### Aim
Nothing other than the lines from the one containing "Tag the bell" through the close of the entries below should be printed, each exactly.

### Exercise material
BEGIN
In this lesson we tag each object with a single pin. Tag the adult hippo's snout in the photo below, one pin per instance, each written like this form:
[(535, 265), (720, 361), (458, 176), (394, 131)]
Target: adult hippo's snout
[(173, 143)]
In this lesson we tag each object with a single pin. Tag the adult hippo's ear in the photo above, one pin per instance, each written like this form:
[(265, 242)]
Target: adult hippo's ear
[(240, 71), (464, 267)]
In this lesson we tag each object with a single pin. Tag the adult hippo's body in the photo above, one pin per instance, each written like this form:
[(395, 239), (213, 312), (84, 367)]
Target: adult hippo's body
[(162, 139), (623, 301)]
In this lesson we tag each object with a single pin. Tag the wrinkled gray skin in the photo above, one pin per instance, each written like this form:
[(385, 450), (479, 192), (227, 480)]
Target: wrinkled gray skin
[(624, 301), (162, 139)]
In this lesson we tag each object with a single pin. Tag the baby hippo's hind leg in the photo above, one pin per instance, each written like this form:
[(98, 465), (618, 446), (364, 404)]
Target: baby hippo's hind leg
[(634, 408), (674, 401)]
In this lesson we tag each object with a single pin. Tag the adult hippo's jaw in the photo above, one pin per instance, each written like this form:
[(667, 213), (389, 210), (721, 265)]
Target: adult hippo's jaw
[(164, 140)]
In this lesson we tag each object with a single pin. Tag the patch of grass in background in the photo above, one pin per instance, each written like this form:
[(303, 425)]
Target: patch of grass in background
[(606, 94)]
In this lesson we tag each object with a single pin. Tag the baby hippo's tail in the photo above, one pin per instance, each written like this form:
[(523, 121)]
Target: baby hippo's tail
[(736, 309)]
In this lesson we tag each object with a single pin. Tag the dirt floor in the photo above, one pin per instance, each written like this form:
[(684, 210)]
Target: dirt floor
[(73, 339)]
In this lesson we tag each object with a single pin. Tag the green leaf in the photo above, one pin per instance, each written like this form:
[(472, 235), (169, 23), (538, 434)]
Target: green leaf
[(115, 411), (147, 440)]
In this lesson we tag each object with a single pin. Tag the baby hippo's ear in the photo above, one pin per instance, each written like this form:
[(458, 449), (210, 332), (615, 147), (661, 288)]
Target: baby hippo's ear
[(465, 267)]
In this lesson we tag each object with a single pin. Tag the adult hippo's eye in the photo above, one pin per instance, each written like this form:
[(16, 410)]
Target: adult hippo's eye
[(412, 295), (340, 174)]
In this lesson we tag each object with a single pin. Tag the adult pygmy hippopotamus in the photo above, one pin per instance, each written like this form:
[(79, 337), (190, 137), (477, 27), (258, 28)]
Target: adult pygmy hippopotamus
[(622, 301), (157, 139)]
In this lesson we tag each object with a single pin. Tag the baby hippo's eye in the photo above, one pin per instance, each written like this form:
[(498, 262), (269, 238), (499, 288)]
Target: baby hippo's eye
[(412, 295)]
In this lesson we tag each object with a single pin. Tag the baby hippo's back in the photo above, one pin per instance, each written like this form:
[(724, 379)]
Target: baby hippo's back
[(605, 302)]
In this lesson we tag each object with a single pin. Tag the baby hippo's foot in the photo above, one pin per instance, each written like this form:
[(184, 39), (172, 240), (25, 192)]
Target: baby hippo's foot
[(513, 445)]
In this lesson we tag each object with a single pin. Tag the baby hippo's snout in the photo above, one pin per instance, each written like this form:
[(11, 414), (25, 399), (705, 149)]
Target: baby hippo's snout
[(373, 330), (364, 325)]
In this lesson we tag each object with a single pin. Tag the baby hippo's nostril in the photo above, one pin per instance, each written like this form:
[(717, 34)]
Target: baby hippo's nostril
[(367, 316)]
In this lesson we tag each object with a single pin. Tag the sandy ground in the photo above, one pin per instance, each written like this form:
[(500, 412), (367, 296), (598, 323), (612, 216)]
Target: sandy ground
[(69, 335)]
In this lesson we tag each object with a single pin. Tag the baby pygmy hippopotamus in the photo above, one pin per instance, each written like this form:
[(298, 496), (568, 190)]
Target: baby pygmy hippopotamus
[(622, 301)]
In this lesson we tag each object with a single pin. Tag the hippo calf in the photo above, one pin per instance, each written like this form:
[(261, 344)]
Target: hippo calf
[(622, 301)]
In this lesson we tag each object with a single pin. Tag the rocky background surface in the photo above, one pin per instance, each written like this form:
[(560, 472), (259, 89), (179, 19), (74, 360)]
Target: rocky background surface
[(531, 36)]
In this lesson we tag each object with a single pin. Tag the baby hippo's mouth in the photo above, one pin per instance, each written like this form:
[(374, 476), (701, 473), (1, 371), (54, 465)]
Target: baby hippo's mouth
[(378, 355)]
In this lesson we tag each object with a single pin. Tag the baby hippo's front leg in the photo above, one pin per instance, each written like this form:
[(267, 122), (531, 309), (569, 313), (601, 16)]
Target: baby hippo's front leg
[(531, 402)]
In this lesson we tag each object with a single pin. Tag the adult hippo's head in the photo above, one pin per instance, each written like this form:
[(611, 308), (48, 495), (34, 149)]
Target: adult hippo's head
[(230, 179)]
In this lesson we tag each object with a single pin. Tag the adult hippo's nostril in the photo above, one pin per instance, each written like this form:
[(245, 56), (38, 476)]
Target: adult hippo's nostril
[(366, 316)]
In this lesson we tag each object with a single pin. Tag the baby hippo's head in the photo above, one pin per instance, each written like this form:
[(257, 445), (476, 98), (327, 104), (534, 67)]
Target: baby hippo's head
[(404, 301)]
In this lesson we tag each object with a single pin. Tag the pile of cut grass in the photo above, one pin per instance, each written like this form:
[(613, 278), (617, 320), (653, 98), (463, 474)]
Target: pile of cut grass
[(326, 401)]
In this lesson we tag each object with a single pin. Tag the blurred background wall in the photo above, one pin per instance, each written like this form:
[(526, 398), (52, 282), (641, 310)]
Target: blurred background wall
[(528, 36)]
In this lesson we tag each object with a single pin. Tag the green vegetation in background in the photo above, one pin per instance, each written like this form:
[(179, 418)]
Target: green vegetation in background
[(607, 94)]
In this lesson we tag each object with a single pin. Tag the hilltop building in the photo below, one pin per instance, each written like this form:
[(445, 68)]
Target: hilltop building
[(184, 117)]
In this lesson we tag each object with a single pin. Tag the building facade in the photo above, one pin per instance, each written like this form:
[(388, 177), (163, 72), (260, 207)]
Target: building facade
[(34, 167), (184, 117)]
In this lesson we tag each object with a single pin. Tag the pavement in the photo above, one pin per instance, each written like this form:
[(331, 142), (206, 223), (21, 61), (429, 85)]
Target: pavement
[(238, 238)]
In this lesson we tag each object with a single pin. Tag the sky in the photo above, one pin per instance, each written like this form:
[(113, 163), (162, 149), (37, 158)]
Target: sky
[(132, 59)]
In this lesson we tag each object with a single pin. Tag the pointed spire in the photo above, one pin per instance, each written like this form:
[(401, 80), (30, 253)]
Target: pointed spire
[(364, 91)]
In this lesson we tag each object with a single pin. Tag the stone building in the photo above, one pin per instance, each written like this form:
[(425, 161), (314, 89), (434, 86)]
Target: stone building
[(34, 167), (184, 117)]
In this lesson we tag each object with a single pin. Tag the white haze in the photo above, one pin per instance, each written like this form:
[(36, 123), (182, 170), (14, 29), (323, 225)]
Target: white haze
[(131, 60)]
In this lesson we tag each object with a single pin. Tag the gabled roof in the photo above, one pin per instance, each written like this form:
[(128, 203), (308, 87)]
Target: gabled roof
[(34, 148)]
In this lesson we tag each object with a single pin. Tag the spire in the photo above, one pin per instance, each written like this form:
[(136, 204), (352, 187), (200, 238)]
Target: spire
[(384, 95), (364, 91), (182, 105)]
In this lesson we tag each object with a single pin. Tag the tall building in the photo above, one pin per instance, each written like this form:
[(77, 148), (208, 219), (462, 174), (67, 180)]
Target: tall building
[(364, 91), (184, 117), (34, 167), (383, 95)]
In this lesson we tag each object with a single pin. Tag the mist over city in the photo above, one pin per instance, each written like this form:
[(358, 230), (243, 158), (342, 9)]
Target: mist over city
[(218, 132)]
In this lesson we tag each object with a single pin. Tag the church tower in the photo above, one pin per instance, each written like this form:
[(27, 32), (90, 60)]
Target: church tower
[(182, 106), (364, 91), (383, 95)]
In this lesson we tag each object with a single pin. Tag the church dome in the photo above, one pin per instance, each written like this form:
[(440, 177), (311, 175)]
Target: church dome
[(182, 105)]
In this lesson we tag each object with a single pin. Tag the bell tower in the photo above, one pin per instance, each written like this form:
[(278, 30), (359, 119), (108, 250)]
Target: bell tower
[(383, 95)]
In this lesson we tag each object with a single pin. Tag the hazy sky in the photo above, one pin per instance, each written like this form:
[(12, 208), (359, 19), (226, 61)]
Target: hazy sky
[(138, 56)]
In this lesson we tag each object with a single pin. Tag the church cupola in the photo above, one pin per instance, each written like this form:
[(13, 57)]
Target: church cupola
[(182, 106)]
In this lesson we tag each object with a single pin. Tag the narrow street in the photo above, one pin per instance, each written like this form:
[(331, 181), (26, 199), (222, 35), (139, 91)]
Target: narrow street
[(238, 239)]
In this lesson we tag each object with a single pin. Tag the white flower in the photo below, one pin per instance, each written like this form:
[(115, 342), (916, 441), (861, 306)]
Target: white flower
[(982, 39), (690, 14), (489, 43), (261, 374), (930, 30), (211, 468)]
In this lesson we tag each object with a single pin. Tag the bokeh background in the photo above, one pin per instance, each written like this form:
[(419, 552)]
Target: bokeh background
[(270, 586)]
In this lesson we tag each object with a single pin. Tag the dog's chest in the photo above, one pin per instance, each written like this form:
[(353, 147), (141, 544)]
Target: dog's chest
END
### The reply
In this lesson we tag each object with a single pin. Tag the bell tower in the photo above, one pin per instance, each written like this form:
[(278, 30), (359, 119), (108, 250)]
Target: bell tower
[(383, 95)]
In this lesson we tag each object with a single pin. Tag the hazy sky in the photo above, one pin per instance, each written like this form:
[(12, 208), (359, 19), (226, 61)]
Target: hazy sky
[(138, 56)]
In this lesson we tag each object with a single pin. Tag the church cupola in the photo above, one pin per instance, each written like this form:
[(13, 57)]
Target: church cupola
[(182, 106)]
In this lesson we tag each object with a single pin. Tag the narrow street in the photo above, one pin per instance, each written like this form:
[(331, 181), (26, 199), (222, 35), (139, 91)]
Target: narrow street
[(238, 239)]
In this lesson we tag each object with a single pin. Tag the white flower in the photo below, one pin per instance, each written like this form:
[(115, 342), (916, 441), (861, 306)]
Target: white flower
[(982, 39), (690, 14), (489, 43), (261, 374), (930, 30), (211, 468)]
In this lesson we tag each object with a single pin. Tag the bokeh background in the photo above, one pin per instance, each written like this form:
[(419, 552)]
Target: bokeh background
[(270, 586)]
In this lesson we tag each object with a single pin. Tag the dog's chest in the photo above, one pin per instance, each written like this form:
[(353, 147), (141, 544)]
Target: dog's chest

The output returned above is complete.